Goal: Show each line in the rows below that contains the string "rocky", copying the line in full. Case counts.
___
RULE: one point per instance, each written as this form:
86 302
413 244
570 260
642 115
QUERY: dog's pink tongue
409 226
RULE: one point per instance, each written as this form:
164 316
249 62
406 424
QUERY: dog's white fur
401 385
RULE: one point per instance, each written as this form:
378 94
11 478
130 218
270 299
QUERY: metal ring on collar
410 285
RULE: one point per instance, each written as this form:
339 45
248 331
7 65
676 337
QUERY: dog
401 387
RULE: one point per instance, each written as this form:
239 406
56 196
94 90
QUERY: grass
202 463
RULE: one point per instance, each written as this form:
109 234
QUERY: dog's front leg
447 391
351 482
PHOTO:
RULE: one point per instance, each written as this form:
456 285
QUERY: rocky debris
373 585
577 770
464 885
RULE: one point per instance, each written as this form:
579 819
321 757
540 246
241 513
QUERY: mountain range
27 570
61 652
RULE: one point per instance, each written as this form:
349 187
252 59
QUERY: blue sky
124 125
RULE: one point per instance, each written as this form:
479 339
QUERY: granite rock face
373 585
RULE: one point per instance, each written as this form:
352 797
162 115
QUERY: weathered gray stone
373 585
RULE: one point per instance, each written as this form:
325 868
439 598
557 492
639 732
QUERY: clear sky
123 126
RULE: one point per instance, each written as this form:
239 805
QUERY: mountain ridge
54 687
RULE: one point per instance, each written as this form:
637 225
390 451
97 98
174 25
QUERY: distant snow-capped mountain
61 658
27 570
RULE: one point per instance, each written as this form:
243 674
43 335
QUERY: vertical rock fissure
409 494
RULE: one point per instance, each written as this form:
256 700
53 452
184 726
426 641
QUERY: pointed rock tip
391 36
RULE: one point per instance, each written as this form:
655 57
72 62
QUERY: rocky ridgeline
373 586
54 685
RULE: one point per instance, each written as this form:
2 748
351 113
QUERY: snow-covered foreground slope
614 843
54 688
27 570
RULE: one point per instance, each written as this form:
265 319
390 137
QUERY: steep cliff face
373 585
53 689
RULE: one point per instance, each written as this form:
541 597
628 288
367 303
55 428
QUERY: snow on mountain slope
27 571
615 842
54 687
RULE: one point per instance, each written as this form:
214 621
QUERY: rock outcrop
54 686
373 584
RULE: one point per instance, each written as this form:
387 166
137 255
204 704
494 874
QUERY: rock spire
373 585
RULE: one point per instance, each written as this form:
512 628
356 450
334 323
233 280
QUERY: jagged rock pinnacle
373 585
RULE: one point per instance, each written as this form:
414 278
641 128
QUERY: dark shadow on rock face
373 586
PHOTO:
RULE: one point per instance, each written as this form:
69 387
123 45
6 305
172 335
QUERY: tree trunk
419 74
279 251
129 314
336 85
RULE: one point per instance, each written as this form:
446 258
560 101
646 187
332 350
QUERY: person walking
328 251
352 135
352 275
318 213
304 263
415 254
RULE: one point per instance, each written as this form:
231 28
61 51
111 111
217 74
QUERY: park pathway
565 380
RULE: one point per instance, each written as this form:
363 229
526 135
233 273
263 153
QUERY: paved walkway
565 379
___
Answer to the exercise:
QUERY: rocky debris
QUERY: rocky ridgeline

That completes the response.